> PROBLEM DESCRIPTION
The string "handle" appears in some lines of the entries that follow; copy each such line.

== Segment start ==

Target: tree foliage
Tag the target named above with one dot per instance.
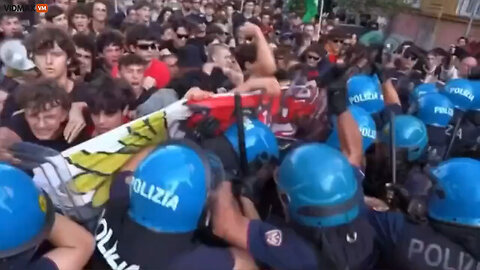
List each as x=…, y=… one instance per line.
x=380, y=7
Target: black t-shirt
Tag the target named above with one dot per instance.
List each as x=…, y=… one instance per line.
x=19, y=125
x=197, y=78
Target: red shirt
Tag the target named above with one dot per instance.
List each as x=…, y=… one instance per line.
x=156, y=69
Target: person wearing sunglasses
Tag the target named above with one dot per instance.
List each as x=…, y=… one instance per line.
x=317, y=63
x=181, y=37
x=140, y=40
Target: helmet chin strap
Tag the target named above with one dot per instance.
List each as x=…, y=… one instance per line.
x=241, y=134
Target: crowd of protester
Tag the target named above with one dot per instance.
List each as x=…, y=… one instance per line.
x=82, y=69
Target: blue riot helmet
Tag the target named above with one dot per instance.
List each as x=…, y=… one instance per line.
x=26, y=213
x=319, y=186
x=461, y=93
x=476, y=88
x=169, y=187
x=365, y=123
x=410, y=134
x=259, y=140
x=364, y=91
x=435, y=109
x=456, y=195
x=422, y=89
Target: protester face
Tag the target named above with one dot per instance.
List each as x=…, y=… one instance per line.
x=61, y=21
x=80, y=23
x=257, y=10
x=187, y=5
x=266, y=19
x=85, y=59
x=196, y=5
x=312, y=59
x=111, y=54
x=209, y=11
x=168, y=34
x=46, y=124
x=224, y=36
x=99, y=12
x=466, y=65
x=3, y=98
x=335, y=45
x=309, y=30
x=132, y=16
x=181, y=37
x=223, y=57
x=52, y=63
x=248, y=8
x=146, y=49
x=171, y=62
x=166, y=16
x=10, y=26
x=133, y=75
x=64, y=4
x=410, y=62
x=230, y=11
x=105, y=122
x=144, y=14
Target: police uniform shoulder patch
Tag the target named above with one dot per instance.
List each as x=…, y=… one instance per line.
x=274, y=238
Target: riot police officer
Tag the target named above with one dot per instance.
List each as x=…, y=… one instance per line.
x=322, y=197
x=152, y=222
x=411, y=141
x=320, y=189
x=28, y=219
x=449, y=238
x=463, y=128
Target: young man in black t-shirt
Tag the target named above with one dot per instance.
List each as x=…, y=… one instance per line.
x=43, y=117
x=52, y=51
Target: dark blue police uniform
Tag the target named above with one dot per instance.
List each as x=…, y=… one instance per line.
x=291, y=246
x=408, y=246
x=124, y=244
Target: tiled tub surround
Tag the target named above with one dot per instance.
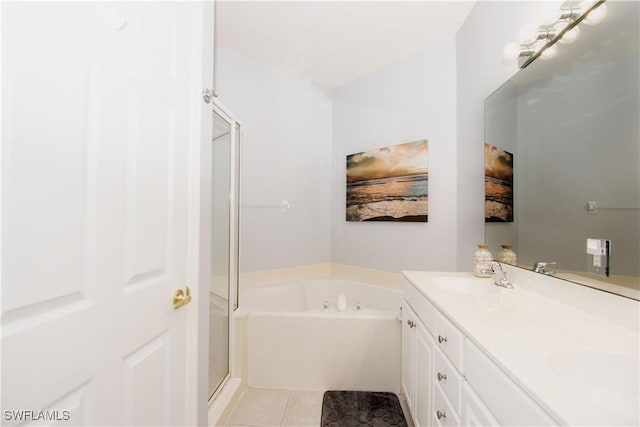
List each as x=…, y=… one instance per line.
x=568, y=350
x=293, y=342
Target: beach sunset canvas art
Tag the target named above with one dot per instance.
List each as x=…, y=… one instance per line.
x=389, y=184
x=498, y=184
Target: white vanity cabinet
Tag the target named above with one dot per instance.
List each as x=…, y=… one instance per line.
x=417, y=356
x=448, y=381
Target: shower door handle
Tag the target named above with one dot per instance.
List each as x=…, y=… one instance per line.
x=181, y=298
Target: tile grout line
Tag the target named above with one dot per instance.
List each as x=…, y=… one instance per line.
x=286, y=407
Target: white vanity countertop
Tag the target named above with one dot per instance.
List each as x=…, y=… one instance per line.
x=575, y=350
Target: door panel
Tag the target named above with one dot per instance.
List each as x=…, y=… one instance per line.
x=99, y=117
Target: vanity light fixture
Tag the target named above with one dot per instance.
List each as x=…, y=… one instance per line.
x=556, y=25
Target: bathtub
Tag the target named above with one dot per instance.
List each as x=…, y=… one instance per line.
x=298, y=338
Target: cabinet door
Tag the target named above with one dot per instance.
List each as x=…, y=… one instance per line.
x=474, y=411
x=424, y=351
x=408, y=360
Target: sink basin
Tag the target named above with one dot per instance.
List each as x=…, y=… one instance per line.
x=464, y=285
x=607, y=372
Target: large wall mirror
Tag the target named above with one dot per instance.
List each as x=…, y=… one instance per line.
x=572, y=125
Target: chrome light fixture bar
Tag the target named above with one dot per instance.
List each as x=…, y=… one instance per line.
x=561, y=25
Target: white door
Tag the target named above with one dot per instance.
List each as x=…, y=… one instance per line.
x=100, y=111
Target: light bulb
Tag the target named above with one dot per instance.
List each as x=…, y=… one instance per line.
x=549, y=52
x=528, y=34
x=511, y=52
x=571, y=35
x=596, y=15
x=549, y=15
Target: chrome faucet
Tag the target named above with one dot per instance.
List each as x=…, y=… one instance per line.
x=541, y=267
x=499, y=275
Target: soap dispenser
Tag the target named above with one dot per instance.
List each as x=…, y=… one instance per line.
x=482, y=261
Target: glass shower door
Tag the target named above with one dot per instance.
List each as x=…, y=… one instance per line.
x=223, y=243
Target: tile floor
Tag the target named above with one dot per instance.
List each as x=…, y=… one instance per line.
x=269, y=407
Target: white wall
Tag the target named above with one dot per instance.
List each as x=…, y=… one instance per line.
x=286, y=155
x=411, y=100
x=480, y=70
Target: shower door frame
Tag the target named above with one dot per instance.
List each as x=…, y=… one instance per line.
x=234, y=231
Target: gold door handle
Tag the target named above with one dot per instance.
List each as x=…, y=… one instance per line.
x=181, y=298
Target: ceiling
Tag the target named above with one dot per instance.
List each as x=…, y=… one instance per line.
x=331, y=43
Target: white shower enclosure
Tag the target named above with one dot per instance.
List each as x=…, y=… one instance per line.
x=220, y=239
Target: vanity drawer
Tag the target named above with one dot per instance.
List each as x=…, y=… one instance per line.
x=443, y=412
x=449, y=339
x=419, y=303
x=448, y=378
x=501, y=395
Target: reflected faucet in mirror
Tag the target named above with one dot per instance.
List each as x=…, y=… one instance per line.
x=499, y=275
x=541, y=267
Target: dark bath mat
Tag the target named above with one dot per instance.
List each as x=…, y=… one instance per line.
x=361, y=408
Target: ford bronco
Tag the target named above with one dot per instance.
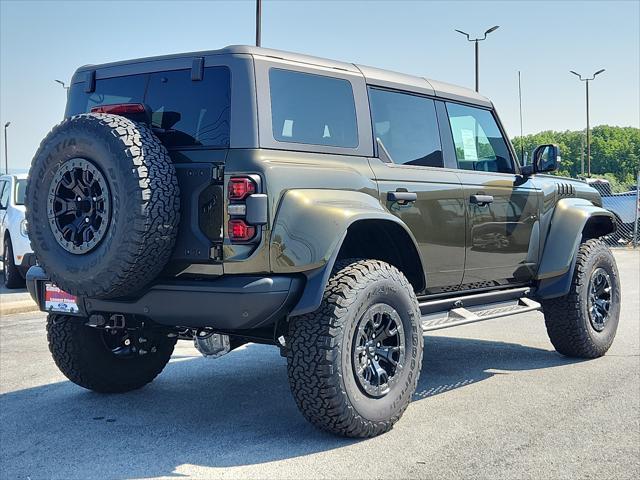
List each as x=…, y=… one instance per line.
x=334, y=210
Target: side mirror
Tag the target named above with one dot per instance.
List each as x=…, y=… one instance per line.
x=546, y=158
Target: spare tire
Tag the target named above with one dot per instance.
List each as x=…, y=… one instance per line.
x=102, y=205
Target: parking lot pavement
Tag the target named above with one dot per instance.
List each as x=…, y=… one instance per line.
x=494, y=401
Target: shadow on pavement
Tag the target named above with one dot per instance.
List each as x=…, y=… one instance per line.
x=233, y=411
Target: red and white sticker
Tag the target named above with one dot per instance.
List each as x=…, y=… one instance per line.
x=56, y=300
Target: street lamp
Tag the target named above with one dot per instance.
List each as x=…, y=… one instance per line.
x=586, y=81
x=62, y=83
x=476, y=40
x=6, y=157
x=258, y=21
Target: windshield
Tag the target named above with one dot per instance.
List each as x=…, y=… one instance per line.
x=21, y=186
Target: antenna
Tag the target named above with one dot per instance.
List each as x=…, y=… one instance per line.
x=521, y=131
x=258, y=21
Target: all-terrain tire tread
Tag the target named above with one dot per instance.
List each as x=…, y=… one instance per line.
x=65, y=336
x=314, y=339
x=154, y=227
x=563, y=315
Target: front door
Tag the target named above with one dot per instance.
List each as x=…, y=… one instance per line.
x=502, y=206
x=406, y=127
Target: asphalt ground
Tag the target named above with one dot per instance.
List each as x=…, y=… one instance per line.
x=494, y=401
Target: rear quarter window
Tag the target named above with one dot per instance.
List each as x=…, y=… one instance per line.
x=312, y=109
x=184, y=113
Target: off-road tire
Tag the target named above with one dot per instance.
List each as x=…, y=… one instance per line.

== Segment end ==

> PROBLEM SOLUTION
Target: shower door handle
Target: gold door handle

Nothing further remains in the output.